Da wollte ich schon lange mal hinfahren. Zur „Automobil-Einfahrbahn“ am „Schönauer Hof“, mit deren Bau 1917 begonnen wurde. Die Test- und später auch Rennstrecke von Opel, die nahe Rüsselsheim in einem Wald liegt“, ist mittlerweile eine Ruine, aber immer noch sehenswert. Kaum zu glauben, was sich hier vor gut 100 Jahren alles ereignet hat …
Kleine „Spritztour“ am späten Samstagnachmittag. Nach einer guten halben Stunde Fahrt bin ich am Ziel. Fast – bis hierher und nicht weiter, signalisiert ein Sperrschild. Dahinter liegt ein Wasserschutzgebiet, das mit ein Grund für den Niedergang des „Motodroms“ vor den Toren der Stadt Rüsselsheim ist. Heißt: die letzten 300 Meter bis zur alten Rennstrecke müssen zu Fuß bewältigt werden …
Warum wurde das „Motodrom“ gebaut? Kaum hatte Opel damit begonnen, neben Fahrrädern und Nähmaschinen, auch Automobile zu bauen, beschwerten sich Anwohner über „unerträglichen Lärm“ und „gefährliche Raserei“, wenn die Werksfahrer von Opel mal wieder durch Rüsselsheim bretterten. Seine Königliche Hoheit, Großherzog Ernst-Ludwig von Hessen, zeigte Verständnis und machte der Hessischen Regierung 1915 zur Auflage, eine „Test- und Einfahrbahn“ anzulegen. Zwei Jahre später wurde mit dem Bau des 1,5 Kilometer langen Rundkurses als asymmetrische Ellipse begonnen, der 1919 fertig gestellt wurde.

ZIEL DER AUFGABE - Wann wurde laut dem Text über das Opel-Motodrom der 1,5 Kilometer lange Rundkurs fertiggestellt? Die Zeilen danach sind vom Text unabhängiges Material.

QUELLENAUSZUG -
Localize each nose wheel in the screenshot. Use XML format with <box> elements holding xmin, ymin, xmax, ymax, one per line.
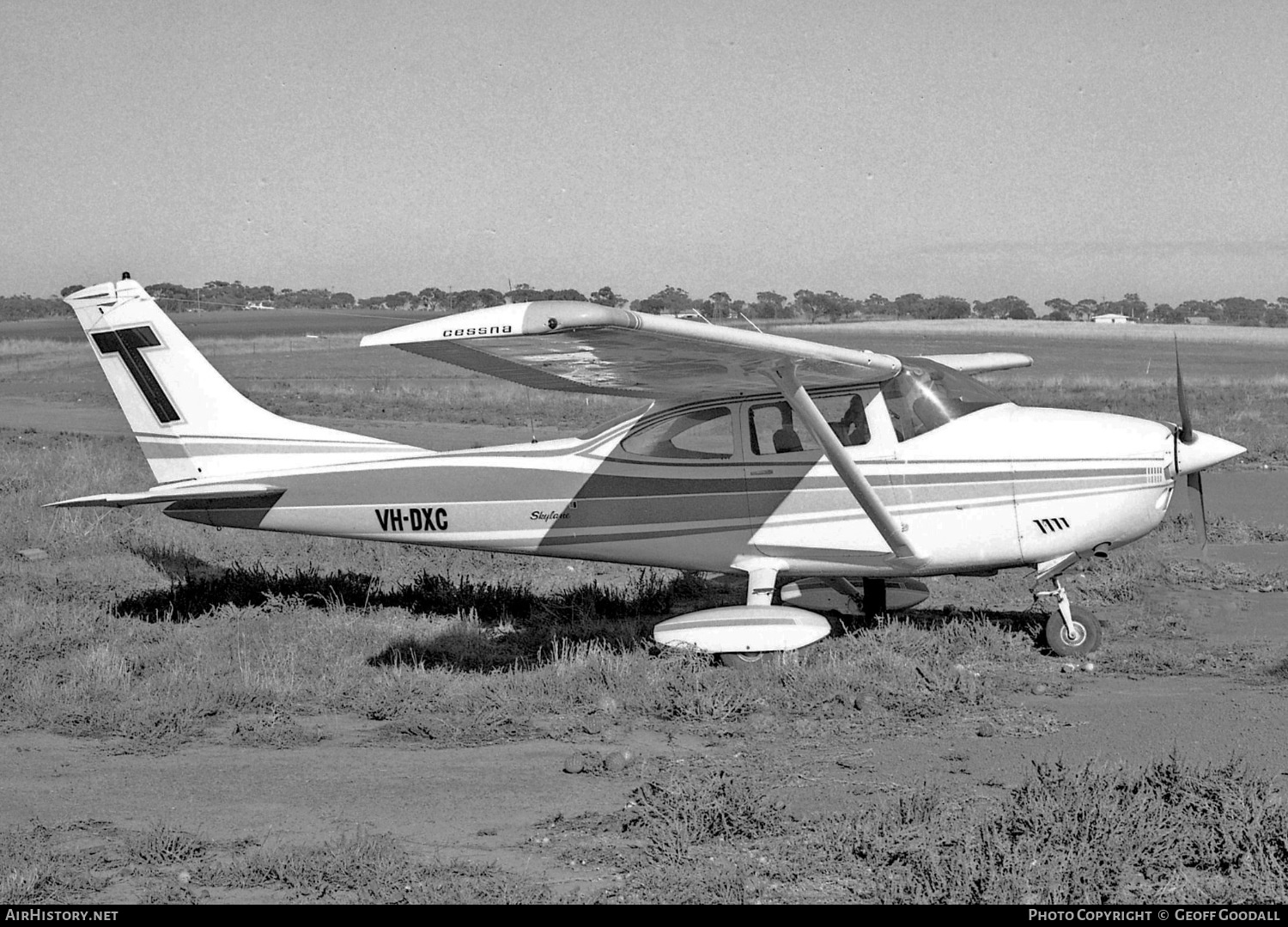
<box><xmin>1035</xmin><ymin>576</ymin><xmax>1100</xmax><ymax>656</ymax></box>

ERGEBNIS - 1919